■ Tasks for this exercise ■
1. In the news story on the stem cell retractions, what does STAP stand for?
2. Please continue the news story on the stem cell retractions, picking up right after its final paragraph.

■ Selected text ■
LONDON - Two stem cell papers published by a team of Japanese and U.S. scientists in the influential journal Nature have been officially retracted due to “several critical errors,” the journal said on Wednesday.
The research was described as game-changing by many experts in the field when it was published in January. However, it was subsequently investigated by the Japanese government-affiliated Riken institute, which “categorized some of the errors as misconduct,” Nature said.
The two papers, led at Riken by Haruko Obokata, 30, detailed simple ways to reprogram mature animal cells back to an embryonic-like state, allowing them to generate many different types of cells — suggesting hope for a way of replacing damaged cells or growing new organs in humans.
The results appeared to offer a promise that human cells might in future be simply and cheaply reprogrammed into building blocks — in this case cells dubbed stimulus-triggered acquisition of pluripotency, or STAP, cells — suggesting a simple way to replace damaged cells or grow new organs for sick and injured people.
At first Obokata staunchly defended her work in the face of serious doubt and criticism, but last month she agreed to retract the papers.
Nature confirmed the retraction on Wednesday, saying “multiple errors impair the credibility of the study as a whole.
“Ongoing studies are investigating this phenomenon afresh, but given the extensive nature of the errors currently found, we consider it appropriate to retract both papers,” it said in a statement.
Charles Vacanti of Boston’s Brigham and Women’s Hospital and Harvard University, who was a co-author on the paper, conceded in a statement that “multiple errors” had been found, and agreed the work should be withdrawn.
“In science, the integrity of data is the foundation for credible findings,” he said. “I am deeply saddened by all that has transpired, and after thoughtful consideration of the errors presented in the RIKEN report and other concerns that have been raised, I have agreed to retract the papers.”
Stem cell experts, who at the time expressed excitement about Obokata’s findings, said they were disappointed at the outcome.
“The STAP technology, indeed, sounded too good to be true,” said Dusko Ilic, senior lecturer in stem cell science at King’s College London. “I hoped that Haruko Obokata would prove at the end all those naysayers wrong. Unfortunately, she did not.”

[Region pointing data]

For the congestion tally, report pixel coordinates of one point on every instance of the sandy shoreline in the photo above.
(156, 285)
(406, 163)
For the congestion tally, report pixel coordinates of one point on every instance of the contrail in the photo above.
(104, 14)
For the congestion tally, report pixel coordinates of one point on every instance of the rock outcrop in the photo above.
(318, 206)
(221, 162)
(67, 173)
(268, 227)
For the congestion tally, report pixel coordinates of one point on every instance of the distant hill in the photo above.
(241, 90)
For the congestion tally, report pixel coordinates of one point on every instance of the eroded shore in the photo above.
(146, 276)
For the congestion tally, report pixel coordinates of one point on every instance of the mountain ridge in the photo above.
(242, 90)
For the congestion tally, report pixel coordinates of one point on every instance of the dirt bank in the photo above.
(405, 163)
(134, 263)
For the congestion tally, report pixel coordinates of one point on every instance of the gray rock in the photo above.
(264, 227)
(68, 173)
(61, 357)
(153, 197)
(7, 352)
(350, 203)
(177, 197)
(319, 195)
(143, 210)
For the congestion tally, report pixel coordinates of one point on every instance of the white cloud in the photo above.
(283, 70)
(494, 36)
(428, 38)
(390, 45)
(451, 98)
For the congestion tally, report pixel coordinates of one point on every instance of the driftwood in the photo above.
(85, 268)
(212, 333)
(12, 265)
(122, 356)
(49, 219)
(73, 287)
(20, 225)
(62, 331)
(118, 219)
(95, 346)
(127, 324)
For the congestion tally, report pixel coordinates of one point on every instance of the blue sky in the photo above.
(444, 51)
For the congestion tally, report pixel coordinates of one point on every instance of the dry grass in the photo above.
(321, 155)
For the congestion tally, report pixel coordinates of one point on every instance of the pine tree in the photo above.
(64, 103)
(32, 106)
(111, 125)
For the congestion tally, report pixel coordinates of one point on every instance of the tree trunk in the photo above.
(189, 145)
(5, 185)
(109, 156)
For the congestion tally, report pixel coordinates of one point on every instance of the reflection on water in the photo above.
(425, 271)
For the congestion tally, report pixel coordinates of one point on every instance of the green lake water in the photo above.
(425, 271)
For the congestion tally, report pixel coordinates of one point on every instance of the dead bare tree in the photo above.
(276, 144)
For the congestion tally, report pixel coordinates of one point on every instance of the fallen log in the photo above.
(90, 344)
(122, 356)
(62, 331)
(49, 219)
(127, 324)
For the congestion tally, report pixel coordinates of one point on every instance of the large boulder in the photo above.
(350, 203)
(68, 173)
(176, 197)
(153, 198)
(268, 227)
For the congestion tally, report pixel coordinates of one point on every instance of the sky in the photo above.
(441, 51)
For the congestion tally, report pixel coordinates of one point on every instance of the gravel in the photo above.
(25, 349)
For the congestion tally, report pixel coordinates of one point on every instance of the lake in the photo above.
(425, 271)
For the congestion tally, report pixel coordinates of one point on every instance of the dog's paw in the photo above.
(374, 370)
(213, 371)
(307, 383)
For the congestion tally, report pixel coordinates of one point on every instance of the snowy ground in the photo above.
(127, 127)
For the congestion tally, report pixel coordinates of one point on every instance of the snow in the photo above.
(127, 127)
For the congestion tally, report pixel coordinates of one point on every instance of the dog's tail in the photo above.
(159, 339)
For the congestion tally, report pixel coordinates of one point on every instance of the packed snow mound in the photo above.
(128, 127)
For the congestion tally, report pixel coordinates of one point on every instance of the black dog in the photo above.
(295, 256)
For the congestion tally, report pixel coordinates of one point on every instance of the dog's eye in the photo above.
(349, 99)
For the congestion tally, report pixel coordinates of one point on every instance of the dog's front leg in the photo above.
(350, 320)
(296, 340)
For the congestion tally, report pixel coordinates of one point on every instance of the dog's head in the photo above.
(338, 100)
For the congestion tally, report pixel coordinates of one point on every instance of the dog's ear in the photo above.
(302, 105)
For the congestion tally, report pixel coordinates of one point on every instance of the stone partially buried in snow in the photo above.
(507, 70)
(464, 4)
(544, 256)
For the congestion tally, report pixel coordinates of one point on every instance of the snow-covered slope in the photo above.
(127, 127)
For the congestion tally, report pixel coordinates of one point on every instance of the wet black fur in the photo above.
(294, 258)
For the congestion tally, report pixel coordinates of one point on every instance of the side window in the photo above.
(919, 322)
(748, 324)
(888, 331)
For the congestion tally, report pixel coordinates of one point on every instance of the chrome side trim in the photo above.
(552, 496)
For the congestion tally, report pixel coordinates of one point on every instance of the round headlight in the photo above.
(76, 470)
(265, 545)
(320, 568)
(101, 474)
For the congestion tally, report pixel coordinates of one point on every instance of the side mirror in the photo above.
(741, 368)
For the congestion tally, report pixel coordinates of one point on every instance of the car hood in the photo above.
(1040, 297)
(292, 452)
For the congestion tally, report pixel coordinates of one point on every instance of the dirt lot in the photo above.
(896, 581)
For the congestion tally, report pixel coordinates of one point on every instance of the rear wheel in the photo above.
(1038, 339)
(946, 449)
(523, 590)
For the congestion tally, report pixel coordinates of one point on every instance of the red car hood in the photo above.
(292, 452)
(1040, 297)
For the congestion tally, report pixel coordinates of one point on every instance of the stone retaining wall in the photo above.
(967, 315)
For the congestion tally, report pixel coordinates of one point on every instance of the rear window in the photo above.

■ Answers to the tasks ■
1. Stimulus-triggered acquisition of pluripotency.

2.
According to the original Nature papers and briefings given by Obokata in January, she and her team took skin and blood cells, let them multiply, then subjected them to stress “almost to the point of death” by exposing them to trauma, low oxygen levels and acidic environments.
The Japanese-U.S. team said that within days they found the cells had not only survived but had also recovered by naturally reverting to a state similar to that of an embryonic stem cell.
These stem cells were then able to differentiate and mature into different types of cells and tissues, they said.
But other research teams around the world were unable to replicate the research, and within weeks questions were raised about the validity of the findings.
RIKEN, a semi-governmental research institute, launched an investigation and in April said it had concluded “this was an act of research misconduct involving fabrication”.
Chris Mason, an expert in regenerative medicine bioprocessing at University College London, said the incident exposed flaws in the peer-review process whereby fellow scientists are asked to review and comment on scientific studies before journals accept them for publication.
“This . . . highlights that the peer review process does not end at the recommendation to publish a paper, but continues with even greater rigor by a wide range of experts in their laboratories and increasingly across social media,” he said.
“Final validation is the reproduction of the data by independent scientists. This final step is the most important step in the entire peer review process.”